───── Dataset content
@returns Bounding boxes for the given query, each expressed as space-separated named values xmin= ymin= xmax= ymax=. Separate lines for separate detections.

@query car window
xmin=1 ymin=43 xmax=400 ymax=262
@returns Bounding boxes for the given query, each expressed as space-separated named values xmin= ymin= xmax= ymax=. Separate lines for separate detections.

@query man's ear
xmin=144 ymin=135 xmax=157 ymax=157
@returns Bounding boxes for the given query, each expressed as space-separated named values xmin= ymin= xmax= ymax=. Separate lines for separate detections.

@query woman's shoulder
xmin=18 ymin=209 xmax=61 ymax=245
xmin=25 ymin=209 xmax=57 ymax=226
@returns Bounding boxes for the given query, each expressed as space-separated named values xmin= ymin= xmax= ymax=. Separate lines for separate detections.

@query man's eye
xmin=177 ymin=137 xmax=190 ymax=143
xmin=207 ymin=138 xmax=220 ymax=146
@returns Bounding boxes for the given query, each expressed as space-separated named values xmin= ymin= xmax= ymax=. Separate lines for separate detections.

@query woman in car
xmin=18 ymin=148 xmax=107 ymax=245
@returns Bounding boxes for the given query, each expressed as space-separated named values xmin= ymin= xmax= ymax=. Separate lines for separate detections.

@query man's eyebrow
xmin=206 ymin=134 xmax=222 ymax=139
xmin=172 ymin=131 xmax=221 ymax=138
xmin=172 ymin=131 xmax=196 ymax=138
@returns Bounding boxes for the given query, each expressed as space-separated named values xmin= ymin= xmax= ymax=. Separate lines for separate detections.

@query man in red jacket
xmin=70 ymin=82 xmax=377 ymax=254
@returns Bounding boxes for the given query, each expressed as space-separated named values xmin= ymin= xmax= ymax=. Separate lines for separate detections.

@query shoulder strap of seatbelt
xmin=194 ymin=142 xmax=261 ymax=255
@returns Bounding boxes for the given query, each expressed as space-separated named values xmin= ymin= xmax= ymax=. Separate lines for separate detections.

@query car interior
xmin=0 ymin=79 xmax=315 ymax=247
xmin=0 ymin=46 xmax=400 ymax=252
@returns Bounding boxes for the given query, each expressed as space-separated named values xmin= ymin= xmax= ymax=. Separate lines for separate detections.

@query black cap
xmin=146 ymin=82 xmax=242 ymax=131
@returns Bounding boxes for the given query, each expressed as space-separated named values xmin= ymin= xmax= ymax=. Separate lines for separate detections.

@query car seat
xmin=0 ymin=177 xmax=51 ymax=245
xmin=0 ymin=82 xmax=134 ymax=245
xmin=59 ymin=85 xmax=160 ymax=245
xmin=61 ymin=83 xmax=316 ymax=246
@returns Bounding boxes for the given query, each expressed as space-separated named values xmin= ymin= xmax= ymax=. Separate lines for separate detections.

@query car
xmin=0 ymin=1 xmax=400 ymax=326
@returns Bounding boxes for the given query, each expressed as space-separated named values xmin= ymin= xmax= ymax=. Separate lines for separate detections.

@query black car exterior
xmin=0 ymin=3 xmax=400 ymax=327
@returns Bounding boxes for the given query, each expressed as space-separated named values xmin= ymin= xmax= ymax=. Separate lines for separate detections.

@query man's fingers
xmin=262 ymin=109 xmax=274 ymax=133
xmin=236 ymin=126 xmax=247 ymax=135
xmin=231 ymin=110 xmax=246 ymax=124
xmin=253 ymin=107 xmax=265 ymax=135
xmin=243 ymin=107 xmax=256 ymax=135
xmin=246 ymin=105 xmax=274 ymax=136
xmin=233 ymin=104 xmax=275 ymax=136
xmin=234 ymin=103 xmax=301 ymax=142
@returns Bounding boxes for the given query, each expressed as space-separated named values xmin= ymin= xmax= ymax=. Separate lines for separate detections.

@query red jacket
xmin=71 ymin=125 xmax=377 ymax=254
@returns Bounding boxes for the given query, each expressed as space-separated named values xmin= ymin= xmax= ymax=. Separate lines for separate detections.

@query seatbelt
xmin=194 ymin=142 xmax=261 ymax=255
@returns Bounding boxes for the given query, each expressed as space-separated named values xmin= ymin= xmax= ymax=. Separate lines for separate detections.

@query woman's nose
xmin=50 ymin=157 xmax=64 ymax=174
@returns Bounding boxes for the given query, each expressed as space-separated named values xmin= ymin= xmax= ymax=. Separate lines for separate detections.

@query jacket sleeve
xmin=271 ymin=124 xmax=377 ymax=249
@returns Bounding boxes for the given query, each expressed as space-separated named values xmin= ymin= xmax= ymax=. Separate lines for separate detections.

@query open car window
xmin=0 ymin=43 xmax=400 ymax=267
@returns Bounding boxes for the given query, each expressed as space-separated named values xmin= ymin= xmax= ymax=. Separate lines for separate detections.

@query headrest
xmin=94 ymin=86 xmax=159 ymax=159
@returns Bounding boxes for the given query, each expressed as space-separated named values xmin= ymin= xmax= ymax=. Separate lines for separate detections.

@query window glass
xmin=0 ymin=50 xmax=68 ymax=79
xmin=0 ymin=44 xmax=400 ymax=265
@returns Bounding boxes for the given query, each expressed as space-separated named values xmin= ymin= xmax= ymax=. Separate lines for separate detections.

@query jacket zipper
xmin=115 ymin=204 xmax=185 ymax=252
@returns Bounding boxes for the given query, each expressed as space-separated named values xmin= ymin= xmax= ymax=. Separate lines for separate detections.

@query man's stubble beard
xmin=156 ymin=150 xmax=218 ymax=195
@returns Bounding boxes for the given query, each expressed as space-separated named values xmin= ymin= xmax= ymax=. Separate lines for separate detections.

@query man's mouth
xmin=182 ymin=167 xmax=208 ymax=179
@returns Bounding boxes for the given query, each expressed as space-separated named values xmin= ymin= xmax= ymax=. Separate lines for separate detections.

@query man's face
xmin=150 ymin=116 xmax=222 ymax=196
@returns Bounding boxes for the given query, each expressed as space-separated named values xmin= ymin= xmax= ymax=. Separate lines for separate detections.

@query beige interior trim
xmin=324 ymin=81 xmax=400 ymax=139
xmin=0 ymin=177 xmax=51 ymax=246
──────────
**Directions**:
Word for word, the whole listing should be given again.

**Task result**:
@returns Bounding boxes for the given query, each expressed as space-separated named values xmin= ymin= xmax= ymax=. Separate lines for separate detections.

@query car window
xmin=1 ymin=43 xmax=400 ymax=262
@returns Bounding boxes for the given query, each expressed as space-separated named values xmin= ymin= xmax= ymax=. Separate lines for separate detections.

@query man's ear
xmin=144 ymin=135 xmax=157 ymax=157
@returns Bounding boxes for the given query, each expressed as space-separated named values xmin= ymin= xmax= ymax=. Separate lines for separate detections.

@query woman's shoulder
xmin=18 ymin=209 xmax=61 ymax=245
xmin=25 ymin=209 xmax=57 ymax=226
@returns Bounding boxes for the given query, each expressed as space-separated named values xmin= ymin= xmax= ymax=. Separate lines for separate detections.

@query man's eye
xmin=177 ymin=137 xmax=190 ymax=143
xmin=207 ymin=138 xmax=220 ymax=146
@returns Bounding boxes for the given query, each expressed as space-separated named values xmin= ymin= xmax= ymax=. Separate lines for separate detections.

@query woman in car
xmin=18 ymin=148 xmax=107 ymax=245
@returns Bounding boxes for the given query, each expressed as space-separated named values xmin= ymin= xmax= ymax=. Separate lines for separate detections.

@query man's eyebrow
xmin=206 ymin=134 xmax=222 ymax=139
xmin=172 ymin=131 xmax=221 ymax=138
xmin=172 ymin=131 xmax=196 ymax=138
@returns Bounding boxes for the given query, each expressed as space-separated named values xmin= ymin= xmax= ymax=. Separate lines for separate detections.

@query man in red jacket
xmin=70 ymin=82 xmax=377 ymax=254
@returns Bounding boxes for the given query, each expressed as space-separated named values xmin= ymin= xmax= ymax=. Separate lines for separate detections.

@query shoulder strap of seatbelt
xmin=194 ymin=142 xmax=261 ymax=255
@returns Bounding boxes for the given query, each expressed as space-separated named values xmin= ymin= xmax= ymax=. Separate lines for separate detections.

@query car interior
xmin=0 ymin=79 xmax=315 ymax=247
xmin=0 ymin=46 xmax=400 ymax=252
@returns Bounding boxes for the given query, each expressed as space-separated named values xmin= ymin= xmax= ymax=. Separate lines for separate detections.

@query black cap
xmin=146 ymin=82 xmax=242 ymax=131
@returns Bounding boxes for the given query, each expressed as space-separated named values xmin= ymin= xmax= ymax=. Separate lines for separate detections.

@query car seat
xmin=0 ymin=177 xmax=51 ymax=245
xmin=0 ymin=82 xmax=134 ymax=245
xmin=59 ymin=85 xmax=160 ymax=245
xmin=61 ymin=83 xmax=316 ymax=246
@returns Bounding boxes for the given query, each expressed as space-separated named values xmin= ymin= xmax= ymax=. Separate lines for separate detections.

@query car
xmin=0 ymin=1 xmax=400 ymax=326
@returns Bounding boxes for the given query, each expressed as space-separated named values xmin= ymin= xmax= ymax=. Separate lines for separate detections.

@query black car exterior
xmin=0 ymin=3 xmax=400 ymax=327
@returns Bounding boxes for the given query, each expressed as space-separated named values xmin= ymin= xmax= ymax=. Separate lines for separate detections.

@query man's fingers
xmin=262 ymin=109 xmax=274 ymax=133
xmin=236 ymin=126 xmax=247 ymax=135
xmin=231 ymin=110 xmax=246 ymax=124
xmin=253 ymin=107 xmax=265 ymax=135
xmin=243 ymin=107 xmax=256 ymax=135
xmin=246 ymin=105 xmax=274 ymax=136
xmin=233 ymin=104 xmax=275 ymax=136
xmin=234 ymin=103 xmax=301 ymax=142
@returns Bounding boxes for the given query, each expressed as space-separated named values xmin= ymin= xmax= ymax=. Separate lines for separate detections.

@query red jacket
xmin=71 ymin=125 xmax=377 ymax=254
@returns Bounding boxes for the given query, each expressed as space-separated named values xmin= ymin= xmax= ymax=. Separate lines for separate detections.

@query seatbelt
xmin=194 ymin=142 xmax=261 ymax=255
@returns Bounding boxes for the given query, each expressed as space-separated named values xmin= ymin= xmax= ymax=. Separate lines for separate detections.

@query woman's nose
xmin=50 ymin=157 xmax=64 ymax=174
@returns Bounding boxes for the given query, each expressed as space-separated named values xmin= ymin= xmax= ymax=. Separate lines for separate detections.

@query jacket sleeve
xmin=271 ymin=124 xmax=377 ymax=249
@returns Bounding boxes for the given query, each expressed as space-separated named values xmin= ymin= xmax= ymax=. Separate lines for separate detections.

@query open car window
xmin=0 ymin=43 xmax=400 ymax=267
@returns Bounding boxes for the given query, each expressed as space-separated named values xmin= ymin= xmax= ymax=. Separate lines for separate detections.

@query headrest
xmin=94 ymin=86 xmax=159 ymax=159
@returns Bounding boxes for the given query, each expressed as space-separated named values xmin= ymin= xmax= ymax=. Separate lines for separate detections.

@query window glass
xmin=0 ymin=50 xmax=68 ymax=79
xmin=0 ymin=44 xmax=400 ymax=265
@returns Bounding boxes for the given query, each expressed as space-separated named values xmin= ymin= xmax= ymax=. Separate lines for separate detections.

@query jacket zipper
xmin=115 ymin=204 xmax=185 ymax=252
@returns Bounding boxes for the given query, each expressed as space-separated named values xmin= ymin= xmax= ymax=. Separate lines for separate detections.

@query man's stubble beard
xmin=156 ymin=150 xmax=218 ymax=195
@returns Bounding boxes for the given query, each expressed as space-separated named values xmin= ymin= xmax= ymax=. Separate lines for separate detections.

@query man's mouth
xmin=182 ymin=167 xmax=208 ymax=179
@returns Bounding boxes for the given query, each expressed as space-separated named values xmin= ymin= xmax= ymax=. Separate lines for separate detections.

@query man's face
xmin=150 ymin=116 xmax=222 ymax=196
@returns Bounding boxes for the given query, each expressed as space-separated named values xmin= ymin= xmax= ymax=. Separate lines for separate detections.

@query beige interior trim
xmin=324 ymin=81 xmax=400 ymax=139
xmin=0 ymin=177 xmax=51 ymax=246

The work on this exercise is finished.